- Record excerpts:
=== Begin Enclosure ===
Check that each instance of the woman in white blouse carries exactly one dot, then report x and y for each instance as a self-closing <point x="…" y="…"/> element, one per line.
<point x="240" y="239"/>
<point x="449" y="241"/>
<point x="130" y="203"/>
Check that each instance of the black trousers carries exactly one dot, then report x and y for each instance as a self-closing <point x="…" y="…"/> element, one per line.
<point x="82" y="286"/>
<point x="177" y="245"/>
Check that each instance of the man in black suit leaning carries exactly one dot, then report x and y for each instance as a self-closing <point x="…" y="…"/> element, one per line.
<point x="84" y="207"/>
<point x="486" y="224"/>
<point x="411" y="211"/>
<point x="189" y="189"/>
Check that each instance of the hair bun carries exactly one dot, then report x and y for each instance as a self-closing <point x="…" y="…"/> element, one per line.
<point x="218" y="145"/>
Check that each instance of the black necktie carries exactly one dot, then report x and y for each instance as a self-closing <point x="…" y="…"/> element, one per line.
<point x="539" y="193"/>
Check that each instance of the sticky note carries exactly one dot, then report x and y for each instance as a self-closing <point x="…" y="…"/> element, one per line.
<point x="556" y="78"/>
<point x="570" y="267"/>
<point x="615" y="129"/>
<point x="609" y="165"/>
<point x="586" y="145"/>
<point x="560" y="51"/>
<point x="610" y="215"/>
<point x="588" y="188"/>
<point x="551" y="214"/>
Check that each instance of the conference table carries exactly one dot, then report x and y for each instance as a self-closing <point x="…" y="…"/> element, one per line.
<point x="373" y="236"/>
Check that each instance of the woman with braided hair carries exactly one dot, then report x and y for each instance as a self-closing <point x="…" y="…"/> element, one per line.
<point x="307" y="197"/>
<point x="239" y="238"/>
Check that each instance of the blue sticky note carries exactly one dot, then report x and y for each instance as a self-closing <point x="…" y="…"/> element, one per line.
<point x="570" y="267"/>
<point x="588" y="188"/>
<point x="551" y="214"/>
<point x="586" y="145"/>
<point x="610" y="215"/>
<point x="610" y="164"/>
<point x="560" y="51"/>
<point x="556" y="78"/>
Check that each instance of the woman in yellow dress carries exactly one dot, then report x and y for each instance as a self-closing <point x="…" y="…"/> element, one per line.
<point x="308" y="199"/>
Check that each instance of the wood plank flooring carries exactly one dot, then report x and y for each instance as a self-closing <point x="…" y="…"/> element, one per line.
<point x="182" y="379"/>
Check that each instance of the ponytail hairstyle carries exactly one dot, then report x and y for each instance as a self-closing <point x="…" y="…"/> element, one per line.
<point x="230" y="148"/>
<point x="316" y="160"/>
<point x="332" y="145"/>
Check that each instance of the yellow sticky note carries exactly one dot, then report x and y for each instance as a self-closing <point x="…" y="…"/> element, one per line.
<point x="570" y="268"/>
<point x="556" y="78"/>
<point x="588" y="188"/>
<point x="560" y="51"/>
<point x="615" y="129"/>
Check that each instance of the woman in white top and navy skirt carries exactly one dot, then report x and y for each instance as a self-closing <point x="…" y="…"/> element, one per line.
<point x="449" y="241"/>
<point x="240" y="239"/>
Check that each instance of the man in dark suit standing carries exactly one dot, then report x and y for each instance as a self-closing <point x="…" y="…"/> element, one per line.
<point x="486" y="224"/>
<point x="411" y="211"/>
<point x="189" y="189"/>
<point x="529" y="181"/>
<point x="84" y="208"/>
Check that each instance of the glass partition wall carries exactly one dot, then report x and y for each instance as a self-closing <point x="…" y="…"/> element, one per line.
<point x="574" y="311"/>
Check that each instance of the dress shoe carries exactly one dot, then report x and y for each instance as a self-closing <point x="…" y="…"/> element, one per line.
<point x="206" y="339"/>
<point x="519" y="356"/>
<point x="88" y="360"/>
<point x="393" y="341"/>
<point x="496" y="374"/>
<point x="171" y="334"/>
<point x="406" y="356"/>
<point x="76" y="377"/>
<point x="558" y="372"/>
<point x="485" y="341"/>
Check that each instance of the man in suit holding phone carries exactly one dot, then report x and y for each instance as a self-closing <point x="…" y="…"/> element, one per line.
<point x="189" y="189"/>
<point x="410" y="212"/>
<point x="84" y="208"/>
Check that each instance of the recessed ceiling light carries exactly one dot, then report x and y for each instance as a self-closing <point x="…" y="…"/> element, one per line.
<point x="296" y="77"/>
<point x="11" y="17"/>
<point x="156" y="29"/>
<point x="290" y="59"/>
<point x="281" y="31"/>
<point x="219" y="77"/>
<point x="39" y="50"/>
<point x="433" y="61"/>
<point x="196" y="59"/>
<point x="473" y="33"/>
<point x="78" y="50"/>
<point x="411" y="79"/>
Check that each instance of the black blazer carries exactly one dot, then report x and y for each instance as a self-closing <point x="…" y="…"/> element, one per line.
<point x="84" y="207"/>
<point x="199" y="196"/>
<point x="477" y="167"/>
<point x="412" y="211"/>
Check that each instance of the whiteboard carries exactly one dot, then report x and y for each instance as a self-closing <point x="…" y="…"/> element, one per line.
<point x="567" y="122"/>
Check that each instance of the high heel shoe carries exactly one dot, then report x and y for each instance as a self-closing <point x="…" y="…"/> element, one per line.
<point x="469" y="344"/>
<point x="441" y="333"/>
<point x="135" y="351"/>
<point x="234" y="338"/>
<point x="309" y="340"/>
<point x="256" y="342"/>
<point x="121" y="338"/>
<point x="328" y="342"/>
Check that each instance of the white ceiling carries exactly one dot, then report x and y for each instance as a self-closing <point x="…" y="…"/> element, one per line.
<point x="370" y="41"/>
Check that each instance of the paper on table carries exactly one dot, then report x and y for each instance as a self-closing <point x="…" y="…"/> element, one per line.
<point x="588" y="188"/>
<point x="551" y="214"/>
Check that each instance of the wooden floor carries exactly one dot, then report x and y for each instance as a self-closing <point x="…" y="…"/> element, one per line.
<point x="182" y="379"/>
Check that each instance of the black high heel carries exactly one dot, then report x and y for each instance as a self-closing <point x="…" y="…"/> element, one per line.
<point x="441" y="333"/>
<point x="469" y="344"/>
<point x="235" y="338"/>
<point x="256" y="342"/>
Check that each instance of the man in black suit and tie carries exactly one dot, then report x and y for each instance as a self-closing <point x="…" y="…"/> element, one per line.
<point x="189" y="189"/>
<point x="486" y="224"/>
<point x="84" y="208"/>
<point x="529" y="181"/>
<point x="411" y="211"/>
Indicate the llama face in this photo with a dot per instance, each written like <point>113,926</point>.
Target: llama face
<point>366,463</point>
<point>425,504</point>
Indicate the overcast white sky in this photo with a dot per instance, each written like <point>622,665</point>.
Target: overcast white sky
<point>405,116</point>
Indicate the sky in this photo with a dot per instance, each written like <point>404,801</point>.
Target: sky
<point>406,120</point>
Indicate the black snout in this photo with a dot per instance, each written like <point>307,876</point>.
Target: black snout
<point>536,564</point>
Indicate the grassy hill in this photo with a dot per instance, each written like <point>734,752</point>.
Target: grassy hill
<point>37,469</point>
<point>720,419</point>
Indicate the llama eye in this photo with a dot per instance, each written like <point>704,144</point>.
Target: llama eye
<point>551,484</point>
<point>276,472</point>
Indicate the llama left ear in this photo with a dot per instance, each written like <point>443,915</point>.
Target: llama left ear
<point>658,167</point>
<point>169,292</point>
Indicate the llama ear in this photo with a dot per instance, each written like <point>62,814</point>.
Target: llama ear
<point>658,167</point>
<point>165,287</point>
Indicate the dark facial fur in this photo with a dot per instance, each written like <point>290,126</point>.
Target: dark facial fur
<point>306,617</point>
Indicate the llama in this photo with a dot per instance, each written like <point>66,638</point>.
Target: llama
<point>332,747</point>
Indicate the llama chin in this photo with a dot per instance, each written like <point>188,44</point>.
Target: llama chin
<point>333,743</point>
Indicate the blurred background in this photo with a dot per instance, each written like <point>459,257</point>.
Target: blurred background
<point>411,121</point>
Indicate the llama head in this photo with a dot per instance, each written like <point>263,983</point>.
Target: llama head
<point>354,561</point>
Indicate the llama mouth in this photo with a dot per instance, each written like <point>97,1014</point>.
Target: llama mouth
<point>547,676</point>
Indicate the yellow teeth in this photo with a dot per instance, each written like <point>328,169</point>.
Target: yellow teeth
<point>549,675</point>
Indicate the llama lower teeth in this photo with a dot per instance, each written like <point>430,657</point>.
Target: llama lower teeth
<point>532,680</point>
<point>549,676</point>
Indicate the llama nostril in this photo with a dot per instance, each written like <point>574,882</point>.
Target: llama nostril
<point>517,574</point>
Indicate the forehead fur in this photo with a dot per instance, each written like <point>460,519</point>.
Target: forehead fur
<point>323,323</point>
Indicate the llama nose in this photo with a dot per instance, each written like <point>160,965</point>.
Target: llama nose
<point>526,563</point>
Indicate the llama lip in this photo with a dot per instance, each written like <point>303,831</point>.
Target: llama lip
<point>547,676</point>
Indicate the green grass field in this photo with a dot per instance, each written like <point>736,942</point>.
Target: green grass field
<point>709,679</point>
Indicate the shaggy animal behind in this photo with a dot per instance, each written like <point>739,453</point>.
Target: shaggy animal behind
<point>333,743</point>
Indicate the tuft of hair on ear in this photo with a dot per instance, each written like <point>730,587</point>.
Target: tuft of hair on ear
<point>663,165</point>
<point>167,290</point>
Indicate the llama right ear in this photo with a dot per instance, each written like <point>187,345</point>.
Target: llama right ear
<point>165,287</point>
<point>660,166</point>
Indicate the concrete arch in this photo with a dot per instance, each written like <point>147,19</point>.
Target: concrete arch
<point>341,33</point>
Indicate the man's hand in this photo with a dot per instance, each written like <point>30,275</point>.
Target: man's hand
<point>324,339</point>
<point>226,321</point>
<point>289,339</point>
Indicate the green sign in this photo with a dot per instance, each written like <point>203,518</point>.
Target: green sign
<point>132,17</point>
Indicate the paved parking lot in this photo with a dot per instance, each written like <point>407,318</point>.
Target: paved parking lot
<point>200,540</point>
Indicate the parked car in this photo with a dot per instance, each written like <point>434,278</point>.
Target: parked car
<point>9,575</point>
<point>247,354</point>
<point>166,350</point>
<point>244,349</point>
=== End Enclosure ===
- Your instructions:
Every line above from the line with "Indicate the concrete" to the line with "Indicate the paved" is wanted, ends included; write them out exactly and add no other line.

- Response:
Indicate the concrete arch in this photo with a dot per instance, each written like <point>147,19</point>.
Target: concrete arch
<point>341,33</point>
Indicate the man's hand in this photo with a dot per instance, each written like <point>30,275</point>.
Target: man's hand
<point>324,339</point>
<point>226,321</point>
<point>289,339</point>
Indicate the green sign in this photo with a dot per instance, each written like <point>203,518</point>.
Target: green sign
<point>132,17</point>
Indicate the paved parking lot in this photo with a dot per instance, each written like <point>407,318</point>.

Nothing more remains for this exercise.